» **Stated exercise A**: On the KerasCV Models page below, which constructor creates a model with a pre-trained configuration and, optionally, weights?

Keras 3 API documentation / KerasCV / KerasCV Models

KerasCV Models

KerasCV contains end-to-end implementations of popular model architectures. These models can be created in two ways:

  • Through the from_preset() constructor, which instantiates an object with a pre-trained configuration, and (optionally) weights. Available preset names are listed on this page.
model = keras_cv.models.RetinaNet.from_preset(
    "resnet50_v2_imagenet",
    num_classes=20,
    bounding_box_format="xywh",
)
  • Through custom configuration controlled by the user. To do this, simply pass the desired configuration parameters to the default constructors of the symbols documented below.
backbone = keras_cv.models.ResNetBackbone(
    stackwise_filters=[64, 128, 256, 512],
    stackwise_blocks=[2, 2, 2, 2],
    stackwise_strides=[1, 2, 2, 2],
    include_rescaling=False,
)

» **Material to process**:
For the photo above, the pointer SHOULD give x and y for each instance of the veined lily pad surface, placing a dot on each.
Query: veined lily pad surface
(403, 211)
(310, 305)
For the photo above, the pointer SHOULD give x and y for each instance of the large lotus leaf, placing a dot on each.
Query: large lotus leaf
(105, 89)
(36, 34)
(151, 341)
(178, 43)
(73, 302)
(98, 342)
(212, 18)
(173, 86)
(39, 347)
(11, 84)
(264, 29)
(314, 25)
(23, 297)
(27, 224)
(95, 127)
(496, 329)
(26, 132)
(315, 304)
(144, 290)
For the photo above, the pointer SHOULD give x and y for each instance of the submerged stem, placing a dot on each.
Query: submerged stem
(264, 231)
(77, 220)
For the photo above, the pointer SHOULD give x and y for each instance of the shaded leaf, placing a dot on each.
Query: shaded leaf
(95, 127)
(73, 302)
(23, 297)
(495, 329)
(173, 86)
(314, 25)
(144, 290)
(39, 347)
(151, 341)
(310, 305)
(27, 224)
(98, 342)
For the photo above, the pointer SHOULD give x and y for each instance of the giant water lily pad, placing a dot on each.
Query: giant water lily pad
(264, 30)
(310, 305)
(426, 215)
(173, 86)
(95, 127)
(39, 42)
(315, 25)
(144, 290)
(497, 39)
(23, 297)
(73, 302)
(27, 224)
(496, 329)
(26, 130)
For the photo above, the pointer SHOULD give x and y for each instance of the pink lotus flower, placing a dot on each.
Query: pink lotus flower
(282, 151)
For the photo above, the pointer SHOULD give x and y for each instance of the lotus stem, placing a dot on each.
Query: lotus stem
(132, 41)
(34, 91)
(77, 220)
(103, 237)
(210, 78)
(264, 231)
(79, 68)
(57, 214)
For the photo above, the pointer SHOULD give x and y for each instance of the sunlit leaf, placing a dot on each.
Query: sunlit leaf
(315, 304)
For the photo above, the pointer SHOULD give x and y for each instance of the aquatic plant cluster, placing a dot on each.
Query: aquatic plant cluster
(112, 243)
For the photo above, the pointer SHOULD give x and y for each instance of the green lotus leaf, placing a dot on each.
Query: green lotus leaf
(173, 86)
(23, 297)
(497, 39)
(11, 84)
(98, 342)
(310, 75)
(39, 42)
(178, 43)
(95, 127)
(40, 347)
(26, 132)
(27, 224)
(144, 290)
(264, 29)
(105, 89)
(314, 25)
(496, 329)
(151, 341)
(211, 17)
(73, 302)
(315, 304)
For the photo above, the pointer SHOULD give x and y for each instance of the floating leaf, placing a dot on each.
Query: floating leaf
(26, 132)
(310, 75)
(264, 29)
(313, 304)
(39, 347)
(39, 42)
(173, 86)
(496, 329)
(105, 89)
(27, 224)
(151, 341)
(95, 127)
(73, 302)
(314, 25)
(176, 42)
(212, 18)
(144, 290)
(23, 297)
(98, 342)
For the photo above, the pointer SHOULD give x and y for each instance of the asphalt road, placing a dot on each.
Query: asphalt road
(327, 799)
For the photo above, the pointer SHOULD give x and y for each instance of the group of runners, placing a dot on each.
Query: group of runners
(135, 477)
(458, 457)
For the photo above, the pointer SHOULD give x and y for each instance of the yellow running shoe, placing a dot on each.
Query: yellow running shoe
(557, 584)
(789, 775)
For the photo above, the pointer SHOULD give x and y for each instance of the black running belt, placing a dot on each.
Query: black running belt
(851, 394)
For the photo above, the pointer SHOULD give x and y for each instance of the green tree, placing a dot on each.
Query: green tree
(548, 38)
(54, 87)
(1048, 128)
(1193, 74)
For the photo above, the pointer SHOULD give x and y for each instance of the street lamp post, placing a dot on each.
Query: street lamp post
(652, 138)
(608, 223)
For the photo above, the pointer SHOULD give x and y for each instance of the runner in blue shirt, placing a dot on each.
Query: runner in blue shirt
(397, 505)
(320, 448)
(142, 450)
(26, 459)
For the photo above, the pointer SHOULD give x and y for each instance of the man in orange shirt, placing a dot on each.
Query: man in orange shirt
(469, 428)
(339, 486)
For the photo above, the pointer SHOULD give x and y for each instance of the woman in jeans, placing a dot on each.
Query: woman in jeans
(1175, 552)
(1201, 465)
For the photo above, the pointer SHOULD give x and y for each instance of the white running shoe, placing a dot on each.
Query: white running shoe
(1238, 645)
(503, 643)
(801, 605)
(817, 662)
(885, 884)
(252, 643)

» **Stated exercise B**: In the entries above, edit the lines starting at the one containing "jeans, placing a dot on each." and ending at the one containing "(1201, 465)" by changing "woman" to "person" and leaving everything else unchanged. Return only those lines.

» **Expected answer A**: The from_preset() constructor.

» **Expected answer B**:
For the photo above, the pointer SHOULD give x and y for each instance of the person in jeans, placing a dot on each.
Query: person in jeans
(1175, 552)
(1201, 465)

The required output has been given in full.